### [Provided data]
________

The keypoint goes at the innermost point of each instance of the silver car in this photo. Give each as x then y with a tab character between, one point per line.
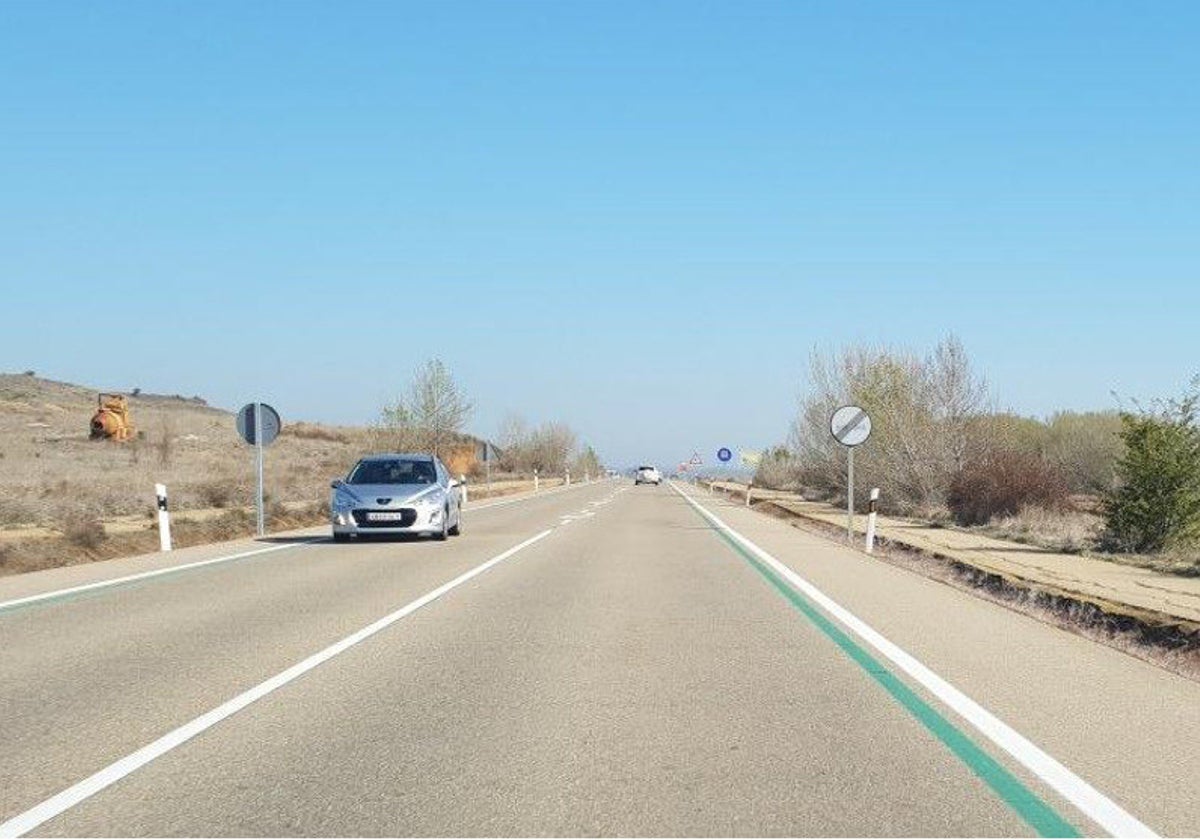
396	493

________

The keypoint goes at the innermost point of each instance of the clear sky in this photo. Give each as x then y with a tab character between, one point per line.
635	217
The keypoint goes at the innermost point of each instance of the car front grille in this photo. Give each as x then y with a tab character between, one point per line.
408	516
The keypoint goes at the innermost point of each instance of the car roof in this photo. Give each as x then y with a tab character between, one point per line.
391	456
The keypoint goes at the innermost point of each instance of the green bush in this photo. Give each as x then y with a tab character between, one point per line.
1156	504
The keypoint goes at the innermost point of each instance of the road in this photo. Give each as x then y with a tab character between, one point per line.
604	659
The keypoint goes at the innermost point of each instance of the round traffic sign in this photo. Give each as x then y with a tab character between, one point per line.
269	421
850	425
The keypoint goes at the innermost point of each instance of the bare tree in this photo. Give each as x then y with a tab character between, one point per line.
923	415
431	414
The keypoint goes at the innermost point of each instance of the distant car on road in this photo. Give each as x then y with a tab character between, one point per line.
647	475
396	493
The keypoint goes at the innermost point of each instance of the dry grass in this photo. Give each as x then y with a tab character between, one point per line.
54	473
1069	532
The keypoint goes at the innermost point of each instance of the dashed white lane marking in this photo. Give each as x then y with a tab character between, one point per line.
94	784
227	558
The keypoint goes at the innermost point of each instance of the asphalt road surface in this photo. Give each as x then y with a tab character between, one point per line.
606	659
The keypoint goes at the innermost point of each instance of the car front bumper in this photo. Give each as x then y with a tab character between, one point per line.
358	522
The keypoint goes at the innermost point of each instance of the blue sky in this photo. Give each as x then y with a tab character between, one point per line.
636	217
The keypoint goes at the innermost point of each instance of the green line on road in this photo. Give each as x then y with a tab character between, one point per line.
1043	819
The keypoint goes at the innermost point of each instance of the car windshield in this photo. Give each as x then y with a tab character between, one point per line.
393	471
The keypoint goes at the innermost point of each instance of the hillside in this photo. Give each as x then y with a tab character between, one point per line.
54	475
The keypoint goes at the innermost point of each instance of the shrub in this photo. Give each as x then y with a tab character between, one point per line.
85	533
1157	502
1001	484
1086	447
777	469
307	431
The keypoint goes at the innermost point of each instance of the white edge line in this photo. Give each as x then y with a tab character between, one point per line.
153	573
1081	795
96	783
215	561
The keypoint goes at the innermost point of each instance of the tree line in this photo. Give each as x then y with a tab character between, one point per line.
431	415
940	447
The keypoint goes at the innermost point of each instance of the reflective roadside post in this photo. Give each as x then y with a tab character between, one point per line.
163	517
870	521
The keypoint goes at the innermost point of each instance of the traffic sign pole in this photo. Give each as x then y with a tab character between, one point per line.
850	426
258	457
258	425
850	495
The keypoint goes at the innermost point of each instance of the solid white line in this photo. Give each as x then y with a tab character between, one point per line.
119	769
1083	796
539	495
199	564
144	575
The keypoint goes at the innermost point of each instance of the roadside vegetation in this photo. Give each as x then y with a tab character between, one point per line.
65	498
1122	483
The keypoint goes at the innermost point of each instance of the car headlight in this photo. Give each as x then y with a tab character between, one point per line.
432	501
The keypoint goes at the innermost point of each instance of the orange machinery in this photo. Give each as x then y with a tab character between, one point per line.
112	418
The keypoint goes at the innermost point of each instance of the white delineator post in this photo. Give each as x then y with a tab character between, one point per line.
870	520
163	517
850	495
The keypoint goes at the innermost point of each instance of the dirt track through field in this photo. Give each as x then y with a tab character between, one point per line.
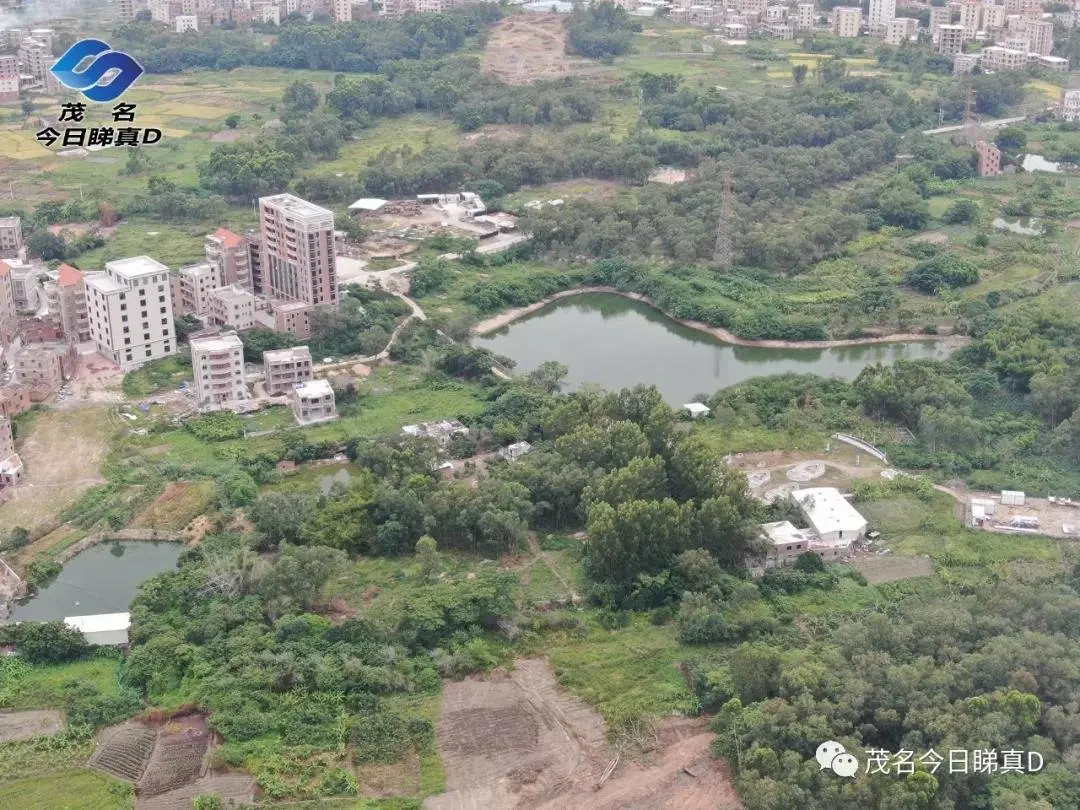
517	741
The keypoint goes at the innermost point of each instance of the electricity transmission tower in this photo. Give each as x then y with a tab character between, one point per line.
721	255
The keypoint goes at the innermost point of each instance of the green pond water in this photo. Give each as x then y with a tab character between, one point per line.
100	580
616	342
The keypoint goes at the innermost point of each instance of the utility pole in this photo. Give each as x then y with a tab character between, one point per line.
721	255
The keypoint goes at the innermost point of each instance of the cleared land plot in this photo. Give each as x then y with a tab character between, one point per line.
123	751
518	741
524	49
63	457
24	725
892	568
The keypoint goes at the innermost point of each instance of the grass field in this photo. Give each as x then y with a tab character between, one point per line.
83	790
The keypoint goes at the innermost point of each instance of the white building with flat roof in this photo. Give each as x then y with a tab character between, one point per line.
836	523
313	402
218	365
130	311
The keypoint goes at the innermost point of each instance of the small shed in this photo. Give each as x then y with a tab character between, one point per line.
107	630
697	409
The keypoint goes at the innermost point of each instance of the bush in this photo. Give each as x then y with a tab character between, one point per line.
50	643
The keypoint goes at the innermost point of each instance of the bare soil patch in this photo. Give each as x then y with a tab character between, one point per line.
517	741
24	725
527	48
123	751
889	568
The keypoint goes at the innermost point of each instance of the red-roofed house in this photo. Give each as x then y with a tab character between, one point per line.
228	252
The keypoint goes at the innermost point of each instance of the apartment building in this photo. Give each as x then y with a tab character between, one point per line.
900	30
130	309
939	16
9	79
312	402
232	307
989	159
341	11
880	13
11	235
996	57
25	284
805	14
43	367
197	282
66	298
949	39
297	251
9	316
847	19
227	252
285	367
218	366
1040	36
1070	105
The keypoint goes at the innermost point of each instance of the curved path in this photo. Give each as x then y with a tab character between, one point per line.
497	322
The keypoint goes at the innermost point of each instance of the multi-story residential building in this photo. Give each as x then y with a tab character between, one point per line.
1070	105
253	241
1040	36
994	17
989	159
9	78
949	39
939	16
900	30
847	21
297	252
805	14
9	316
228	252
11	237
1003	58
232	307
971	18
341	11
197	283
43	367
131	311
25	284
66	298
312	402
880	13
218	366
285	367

________

### [Directive]
Count the lines above that contain the string "white", matching case exactly, and reply with only that number.

### [Reply]
5